→ **Your goal**: Pull out every line in the records below that contains the word "framed".
━━ Dataset ━━
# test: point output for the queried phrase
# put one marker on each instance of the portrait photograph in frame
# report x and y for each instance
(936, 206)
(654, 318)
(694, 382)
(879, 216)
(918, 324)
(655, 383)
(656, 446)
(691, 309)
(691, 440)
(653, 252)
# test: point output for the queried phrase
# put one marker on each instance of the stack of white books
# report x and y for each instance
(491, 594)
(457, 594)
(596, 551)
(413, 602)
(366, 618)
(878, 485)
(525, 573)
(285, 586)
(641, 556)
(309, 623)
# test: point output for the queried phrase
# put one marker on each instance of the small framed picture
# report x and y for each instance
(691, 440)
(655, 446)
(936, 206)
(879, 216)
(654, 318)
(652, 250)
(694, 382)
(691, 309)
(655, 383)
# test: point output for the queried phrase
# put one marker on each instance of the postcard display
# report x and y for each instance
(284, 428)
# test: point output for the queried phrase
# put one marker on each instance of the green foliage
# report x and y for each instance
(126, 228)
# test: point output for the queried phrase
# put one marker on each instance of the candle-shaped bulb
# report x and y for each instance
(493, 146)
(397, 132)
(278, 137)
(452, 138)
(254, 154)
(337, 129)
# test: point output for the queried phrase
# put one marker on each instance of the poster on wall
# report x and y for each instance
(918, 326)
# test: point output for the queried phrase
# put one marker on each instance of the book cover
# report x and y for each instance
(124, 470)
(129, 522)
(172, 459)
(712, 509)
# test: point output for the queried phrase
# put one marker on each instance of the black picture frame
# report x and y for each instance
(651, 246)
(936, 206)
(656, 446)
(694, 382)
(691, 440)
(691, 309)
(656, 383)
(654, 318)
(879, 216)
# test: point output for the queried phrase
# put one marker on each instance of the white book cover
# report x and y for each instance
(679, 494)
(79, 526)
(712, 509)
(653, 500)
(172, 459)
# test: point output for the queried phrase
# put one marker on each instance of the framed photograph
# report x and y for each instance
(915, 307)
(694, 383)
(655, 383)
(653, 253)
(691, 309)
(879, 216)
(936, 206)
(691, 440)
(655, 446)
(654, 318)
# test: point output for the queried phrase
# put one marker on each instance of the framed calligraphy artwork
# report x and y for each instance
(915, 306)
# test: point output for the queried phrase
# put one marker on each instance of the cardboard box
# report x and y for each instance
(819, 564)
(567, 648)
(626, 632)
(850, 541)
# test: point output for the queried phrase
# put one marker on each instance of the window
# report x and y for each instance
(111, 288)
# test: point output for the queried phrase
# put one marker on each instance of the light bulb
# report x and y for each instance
━━━
━━ Dataset ━━
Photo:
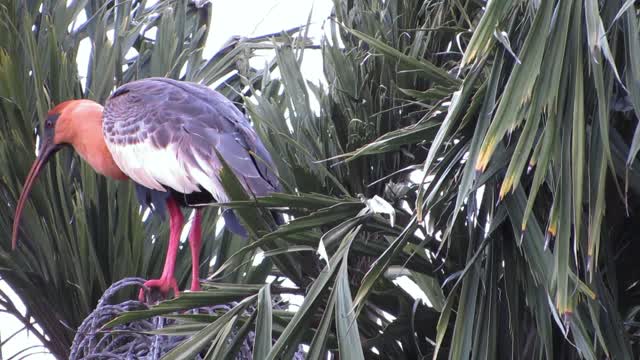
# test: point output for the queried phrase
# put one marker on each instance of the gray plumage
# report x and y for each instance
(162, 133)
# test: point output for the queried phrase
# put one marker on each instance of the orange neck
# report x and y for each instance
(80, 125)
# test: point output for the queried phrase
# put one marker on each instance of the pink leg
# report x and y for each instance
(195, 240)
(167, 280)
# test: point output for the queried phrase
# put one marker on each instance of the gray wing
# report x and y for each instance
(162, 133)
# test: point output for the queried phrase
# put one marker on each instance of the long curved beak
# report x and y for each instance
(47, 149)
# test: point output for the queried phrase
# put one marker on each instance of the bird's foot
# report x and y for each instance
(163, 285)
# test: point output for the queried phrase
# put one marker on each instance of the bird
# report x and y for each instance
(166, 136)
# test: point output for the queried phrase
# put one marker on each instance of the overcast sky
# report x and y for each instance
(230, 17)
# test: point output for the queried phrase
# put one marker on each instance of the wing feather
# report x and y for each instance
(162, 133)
━━━
→ **Task result**:
# put one marker on each instance of the small framed picture
# put one marker on each instance of the framed photograph
# put one marker on each instance of the framed calligraphy artwork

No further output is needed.